__Exercise set__:
A. In the Shostakovich post, who gives the pre-concert talk before each performance?
B. Please reproduce the Shostakovich post verbatim from "Shostakovich & his" to "symphony blog, here.)".

__Source passage__:
______

Saturday, November 10, 2012

Shostakovich & his Symphonies Before the War

With the Harrisburg Symphony playing Shostakovich’s Symphony No. 6 a few days after an over-heated Presidential election season finally came to an end , I thought it might be worth looking into the politics behind Shostakovich’s symphonic world, especially pertaining to the 5th and 6th.

(The symphony performs it tonight, Saturday Nov. 10th at 8pm and again tomorrow, Sunday Nov. 11th at 3pm at the Forum in downtown Harrisburg. Timothy Dixon offers the pre-concert talk an hour before each performance. The program also includes Haydn’s Symphony No. 102 and the winner of this year’s Rising Star Concerto Competition, Julia Rosenbaum, a 16-year-old cellist playing Tchaikovsky’s “Rococo Variations.” You can read my preview post at the symphony blog, here.)

______

__Exercise data__:
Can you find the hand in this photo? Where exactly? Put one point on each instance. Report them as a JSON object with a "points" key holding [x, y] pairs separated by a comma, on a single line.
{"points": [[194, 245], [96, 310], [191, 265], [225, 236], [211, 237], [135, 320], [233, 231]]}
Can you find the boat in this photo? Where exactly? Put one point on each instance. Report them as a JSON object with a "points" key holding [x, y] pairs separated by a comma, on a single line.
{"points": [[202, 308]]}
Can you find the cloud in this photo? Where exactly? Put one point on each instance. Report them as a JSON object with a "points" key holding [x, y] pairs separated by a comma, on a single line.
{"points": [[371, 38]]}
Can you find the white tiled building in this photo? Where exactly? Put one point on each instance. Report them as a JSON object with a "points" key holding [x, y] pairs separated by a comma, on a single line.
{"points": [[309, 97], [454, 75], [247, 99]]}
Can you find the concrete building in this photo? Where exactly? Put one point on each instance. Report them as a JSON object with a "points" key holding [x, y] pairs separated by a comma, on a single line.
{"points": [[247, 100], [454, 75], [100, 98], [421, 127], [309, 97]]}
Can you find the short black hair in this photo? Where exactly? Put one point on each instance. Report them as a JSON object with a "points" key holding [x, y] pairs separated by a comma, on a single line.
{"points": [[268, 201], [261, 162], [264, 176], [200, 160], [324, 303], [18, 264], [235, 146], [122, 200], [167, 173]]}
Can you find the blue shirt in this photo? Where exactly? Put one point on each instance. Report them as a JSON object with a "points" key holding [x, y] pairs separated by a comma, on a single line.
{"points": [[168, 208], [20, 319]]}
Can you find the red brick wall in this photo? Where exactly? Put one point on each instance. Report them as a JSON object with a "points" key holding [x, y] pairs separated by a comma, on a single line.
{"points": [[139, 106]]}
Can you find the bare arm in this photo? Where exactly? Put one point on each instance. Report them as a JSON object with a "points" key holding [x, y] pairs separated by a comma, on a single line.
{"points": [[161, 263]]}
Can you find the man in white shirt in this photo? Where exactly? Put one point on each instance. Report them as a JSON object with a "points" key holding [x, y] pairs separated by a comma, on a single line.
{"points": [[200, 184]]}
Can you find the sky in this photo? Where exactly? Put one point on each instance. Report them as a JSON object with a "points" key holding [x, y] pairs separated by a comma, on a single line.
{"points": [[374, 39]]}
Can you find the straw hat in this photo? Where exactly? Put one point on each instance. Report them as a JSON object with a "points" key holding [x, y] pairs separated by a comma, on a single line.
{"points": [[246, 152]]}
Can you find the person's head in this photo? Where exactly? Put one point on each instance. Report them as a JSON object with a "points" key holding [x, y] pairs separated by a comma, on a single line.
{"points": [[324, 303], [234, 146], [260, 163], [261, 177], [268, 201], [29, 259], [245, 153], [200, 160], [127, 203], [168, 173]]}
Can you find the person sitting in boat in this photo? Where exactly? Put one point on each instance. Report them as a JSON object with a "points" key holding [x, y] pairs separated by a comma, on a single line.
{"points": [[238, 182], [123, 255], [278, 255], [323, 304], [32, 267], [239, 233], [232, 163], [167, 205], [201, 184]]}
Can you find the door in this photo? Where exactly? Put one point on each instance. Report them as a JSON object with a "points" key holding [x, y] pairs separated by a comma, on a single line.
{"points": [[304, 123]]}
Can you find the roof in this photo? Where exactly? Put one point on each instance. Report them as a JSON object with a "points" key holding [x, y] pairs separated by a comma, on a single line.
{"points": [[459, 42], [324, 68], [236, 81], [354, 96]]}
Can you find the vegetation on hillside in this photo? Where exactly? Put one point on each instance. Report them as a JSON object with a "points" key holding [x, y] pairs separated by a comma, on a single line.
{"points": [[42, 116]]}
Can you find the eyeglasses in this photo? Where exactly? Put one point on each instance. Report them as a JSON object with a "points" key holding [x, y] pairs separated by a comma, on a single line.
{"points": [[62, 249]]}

______

__Solutions in order__:
A. Timothy Dixon

B.
Shostakovich & his Symphonies Before the War

With the Harrisburg Symphony playing Shostakovich’s Symphony No. 6 a few days after an over-heated Presidential election season finally came to an end , I thought it might be worth looking into the politics behind Shostakovich’s symphonic world, especially pertaining to the 5th and 6th.

(The symphony performs it tonight, Saturday Nov. 10th at 8pm and again tomorrow, Sunday Nov. 11th at 3pm at the Forum in downtown Harrisburg. Timothy Dixon offers the pre-concert talk an hour before each performance. The program also includes Haydn’s Symphony No. 102 and the winner of this year’s Rising Star Concerto Competition, Julia Rosenbaum, a 16-year-old cellist playing Tchaikovsky’s “Rococo Variations.” You can read my preview post at the symphony blog, here.)